# Written exercise:
Rewrite the lines from the one holding "of the window" through the end of the data, inclusive, changing "glass entrance door" to "glass front door" and leaving everything else as it is. Don't include the pictures in your answer.

# Position annotation data:
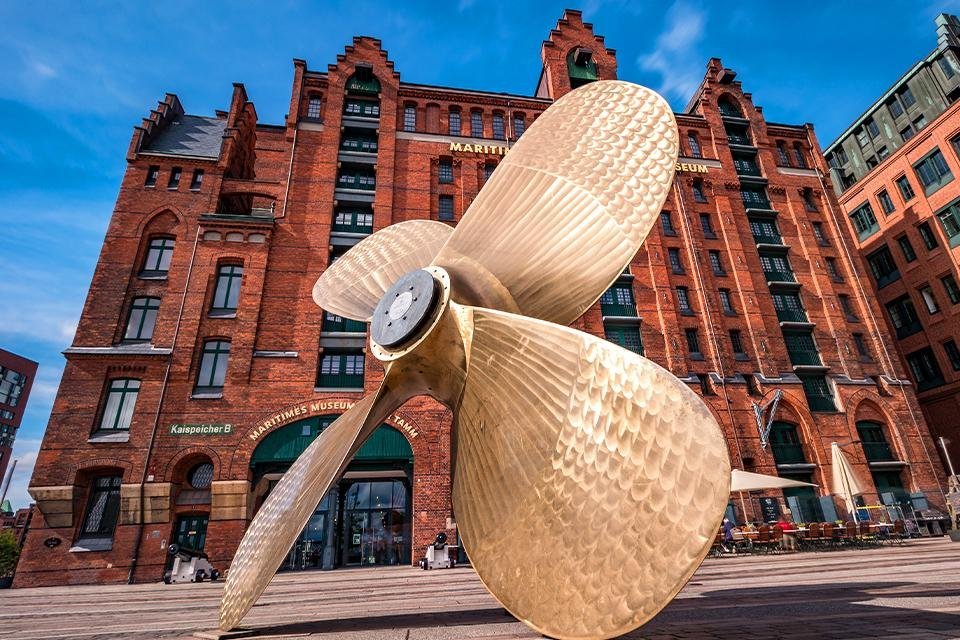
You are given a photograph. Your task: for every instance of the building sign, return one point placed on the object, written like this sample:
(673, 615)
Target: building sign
(311, 409)
(488, 149)
(201, 429)
(684, 167)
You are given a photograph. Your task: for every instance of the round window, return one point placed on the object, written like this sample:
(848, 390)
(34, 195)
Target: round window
(201, 476)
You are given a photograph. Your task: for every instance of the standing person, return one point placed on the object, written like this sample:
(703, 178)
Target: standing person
(789, 539)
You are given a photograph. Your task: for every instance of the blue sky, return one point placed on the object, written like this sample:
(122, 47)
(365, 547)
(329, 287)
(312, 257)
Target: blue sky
(77, 77)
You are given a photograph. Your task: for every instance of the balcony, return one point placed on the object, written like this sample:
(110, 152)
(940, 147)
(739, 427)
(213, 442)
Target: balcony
(909, 329)
(788, 454)
(805, 357)
(779, 276)
(337, 324)
(792, 315)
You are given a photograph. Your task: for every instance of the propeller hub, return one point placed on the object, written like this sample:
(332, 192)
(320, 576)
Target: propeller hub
(404, 309)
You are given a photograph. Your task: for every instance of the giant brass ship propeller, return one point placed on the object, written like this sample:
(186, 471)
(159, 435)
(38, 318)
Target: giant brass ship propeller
(610, 473)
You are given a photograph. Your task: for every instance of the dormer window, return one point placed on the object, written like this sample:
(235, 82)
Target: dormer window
(581, 67)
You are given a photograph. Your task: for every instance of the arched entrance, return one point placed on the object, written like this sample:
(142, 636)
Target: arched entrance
(363, 520)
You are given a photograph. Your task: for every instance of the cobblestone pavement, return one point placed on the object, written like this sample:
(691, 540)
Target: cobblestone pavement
(906, 592)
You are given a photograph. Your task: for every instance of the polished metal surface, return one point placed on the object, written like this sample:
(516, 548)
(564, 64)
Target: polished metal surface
(352, 288)
(588, 481)
(404, 309)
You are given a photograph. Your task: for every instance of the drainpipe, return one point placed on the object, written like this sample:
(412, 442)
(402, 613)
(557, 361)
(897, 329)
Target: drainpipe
(156, 416)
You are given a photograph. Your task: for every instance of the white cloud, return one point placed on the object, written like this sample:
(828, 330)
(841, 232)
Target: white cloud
(676, 58)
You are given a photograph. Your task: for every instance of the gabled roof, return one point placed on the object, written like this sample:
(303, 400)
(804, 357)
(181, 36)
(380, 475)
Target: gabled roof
(195, 136)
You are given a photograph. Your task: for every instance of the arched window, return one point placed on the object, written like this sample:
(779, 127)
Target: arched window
(454, 124)
(581, 67)
(729, 108)
(314, 105)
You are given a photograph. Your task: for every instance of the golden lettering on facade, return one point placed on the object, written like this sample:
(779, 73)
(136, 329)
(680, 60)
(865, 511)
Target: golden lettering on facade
(486, 149)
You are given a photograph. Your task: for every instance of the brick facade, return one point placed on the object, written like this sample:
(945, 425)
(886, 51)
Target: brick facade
(267, 201)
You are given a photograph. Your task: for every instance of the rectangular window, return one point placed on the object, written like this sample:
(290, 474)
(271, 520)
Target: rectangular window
(929, 300)
(683, 301)
(618, 301)
(906, 191)
(454, 124)
(950, 222)
(933, 172)
(476, 124)
(313, 108)
(817, 390)
(925, 369)
(693, 343)
(213, 366)
(884, 268)
(12, 384)
(142, 319)
(953, 353)
(445, 208)
(861, 345)
(864, 221)
(950, 286)
(675, 264)
(519, 126)
(627, 336)
(926, 233)
(698, 194)
(832, 270)
(410, 118)
(726, 302)
(716, 264)
(895, 108)
(903, 316)
(341, 369)
(103, 509)
(886, 203)
(906, 96)
(737, 343)
(707, 226)
(906, 248)
(499, 132)
(153, 172)
(445, 171)
(227, 291)
(159, 253)
(666, 222)
(117, 412)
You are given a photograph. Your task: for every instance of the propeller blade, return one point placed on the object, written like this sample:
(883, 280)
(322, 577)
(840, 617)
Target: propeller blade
(289, 506)
(353, 285)
(569, 206)
(589, 482)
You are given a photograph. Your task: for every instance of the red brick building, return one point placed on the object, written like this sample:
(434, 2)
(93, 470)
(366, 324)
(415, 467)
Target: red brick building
(201, 367)
(16, 380)
(904, 218)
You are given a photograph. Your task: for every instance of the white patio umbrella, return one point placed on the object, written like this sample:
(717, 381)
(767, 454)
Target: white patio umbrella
(845, 480)
(741, 481)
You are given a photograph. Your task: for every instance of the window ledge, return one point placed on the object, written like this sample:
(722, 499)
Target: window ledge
(110, 436)
(92, 544)
(206, 395)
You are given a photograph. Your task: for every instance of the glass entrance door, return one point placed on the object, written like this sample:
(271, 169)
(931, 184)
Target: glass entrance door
(376, 523)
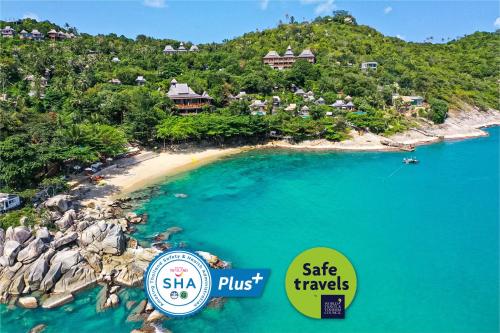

# Result for this exercise:
You are given a photograph. Your task: for every instance of the window ledge, return one point placed on the object, written like this sample:
(722, 499)
Target: window ledge
(110, 436)
(92, 544)
(206, 395)
You are given a photograph. Your task: for every instance of the glass front door, return one point placed on the object, written like this sample:
(271, 169)
(931, 184)
Target: glass front door
(376, 523)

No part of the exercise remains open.